__What is required__: Extract all of the entries and set them down verbatim.

__Material shown__:
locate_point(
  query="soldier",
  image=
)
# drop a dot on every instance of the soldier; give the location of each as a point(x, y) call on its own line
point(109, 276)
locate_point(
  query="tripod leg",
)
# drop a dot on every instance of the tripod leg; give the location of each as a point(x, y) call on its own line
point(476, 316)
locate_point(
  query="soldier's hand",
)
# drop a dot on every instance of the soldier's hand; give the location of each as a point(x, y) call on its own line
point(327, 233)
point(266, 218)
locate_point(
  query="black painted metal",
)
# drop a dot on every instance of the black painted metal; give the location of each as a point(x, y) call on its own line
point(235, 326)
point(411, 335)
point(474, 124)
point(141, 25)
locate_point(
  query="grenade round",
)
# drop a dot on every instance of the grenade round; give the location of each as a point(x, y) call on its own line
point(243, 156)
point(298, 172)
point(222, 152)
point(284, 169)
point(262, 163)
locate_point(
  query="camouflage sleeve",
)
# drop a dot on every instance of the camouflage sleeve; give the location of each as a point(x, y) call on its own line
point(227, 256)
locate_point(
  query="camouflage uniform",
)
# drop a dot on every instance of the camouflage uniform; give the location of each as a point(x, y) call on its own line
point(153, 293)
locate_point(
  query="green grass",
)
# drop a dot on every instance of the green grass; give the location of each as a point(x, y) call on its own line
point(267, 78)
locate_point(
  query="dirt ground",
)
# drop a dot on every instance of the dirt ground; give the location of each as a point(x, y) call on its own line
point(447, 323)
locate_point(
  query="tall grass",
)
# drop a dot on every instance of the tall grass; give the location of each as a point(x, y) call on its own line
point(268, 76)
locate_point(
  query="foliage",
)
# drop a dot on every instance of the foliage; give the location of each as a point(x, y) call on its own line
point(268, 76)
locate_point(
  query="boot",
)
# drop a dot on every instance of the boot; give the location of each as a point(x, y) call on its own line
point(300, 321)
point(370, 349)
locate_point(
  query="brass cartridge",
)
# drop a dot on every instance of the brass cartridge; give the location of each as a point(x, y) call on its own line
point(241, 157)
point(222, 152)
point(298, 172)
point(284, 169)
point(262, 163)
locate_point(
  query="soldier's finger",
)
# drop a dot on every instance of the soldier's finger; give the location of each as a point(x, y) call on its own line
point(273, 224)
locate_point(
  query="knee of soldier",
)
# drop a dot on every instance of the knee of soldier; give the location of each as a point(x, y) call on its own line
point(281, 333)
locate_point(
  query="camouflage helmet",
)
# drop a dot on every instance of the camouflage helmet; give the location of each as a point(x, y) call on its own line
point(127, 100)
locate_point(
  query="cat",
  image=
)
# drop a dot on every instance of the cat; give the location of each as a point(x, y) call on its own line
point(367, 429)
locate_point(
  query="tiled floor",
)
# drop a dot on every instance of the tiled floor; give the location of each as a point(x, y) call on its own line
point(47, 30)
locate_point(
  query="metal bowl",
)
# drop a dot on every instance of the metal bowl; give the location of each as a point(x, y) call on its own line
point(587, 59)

__Output__:
locate_point(
  query="soldier",
  image=
)
# drop a dot on every instance of the soldier; give the location of each as a point(x, y) call on its own line
point(109, 276)
locate_point(
  query="tripod leg",
)
# drop a dot on every instance of the tripod leg; give the location of each as a point(x, y) call on its own line
point(476, 316)
locate_point(
  query="soldier's hand",
)
# drop a dot on every instance of the soldier's hand; give the location of each as a point(x, y) call on its own line
point(327, 233)
point(266, 218)
locate_point(
  query="black painted metal",
)
# drop a dot on every instance of the black painted metal; give the location of each as a point(x, y) call on its own line
point(235, 326)
point(411, 335)
point(474, 124)
point(141, 25)
locate_point(
  query="grenade round",
)
# drop a dot on every instance of the grenade round; give the location of each as a point(x, y) call on its own line
point(243, 156)
point(298, 172)
point(222, 152)
point(284, 169)
point(262, 163)
locate_point(
  query="camouflage sleeve",
)
# drop a dot on every instance of the camouflage sleeve; give the location of each as a point(x, y) call on its own line
point(227, 256)
locate_point(
  query="camouflage uniform",
)
# drop a dot on every instance of the camouflage uniform; give the location of each as a point(x, y) call on its own line
point(153, 293)
locate_point(
  query="green grass",
)
# drop a dot on every instance of the green grass; give the location of each as a point(x, y) call on its own line
point(267, 78)
locate_point(
  query="dirt ground",
)
# drop a dot on every instance of the dirt ground; give the location of each as a point(x, y) call on its own line
point(447, 323)
locate_point(
  query="tall grass",
)
# drop a dot on every instance of the tall grass; give the location of each as a point(x, y) call on its own line
point(268, 76)
locate_point(
  query="foliage",
)
# drop a dot on every instance of the foliage; give the location of each as a point(x, y) call on its own line
point(268, 76)
locate_point(
  query="boot",
)
# drop a dot on every instance of the boot; give the location of each as a point(x, y) call on its own line
point(300, 321)
point(370, 349)
locate_point(
  query="brass cartridge",
)
# drop a dot on every instance of the brass cartridge; give the location of each as a point(x, y) call on its own line
point(241, 157)
point(222, 152)
point(298, 172)
point(284, 169)
point(262, 163)
locate_point(
  query="soldier's finger",
)
# drop a dot on every instance of the soldier's finger; give the location of each as a point(x, y) call on its own line
point(273, 224)
locate_point(
  query="knee of soldier",
)
# drop a dot on every instance of the knee of soldier; give the location of each as a point(x, y) call on its own line
point(281, 333)
locate_point(
  query="camouflage helmet",
)
# drop a dot on every instance of the camouflage helmet; give the location of each as a point(x, y) call on its own line
point(127, 100)
locate_point(
  query="cat",
  image=
)
# drop a dot on every instance of the cat; give the location of each as a point(x, y) call on its own line
point(367, 429)
locate_point(
  query="tiled floor",
)
# drop a dot on every instance of the tiled floor; give the location of each as a point(x, y) call on its own line
point(47, 30)
locate_point(
  query="metal bowl",
)
# drop a dot on every instance of the metal bowl; give the location of each as a point(x, y) call on its own line
point(587, 59)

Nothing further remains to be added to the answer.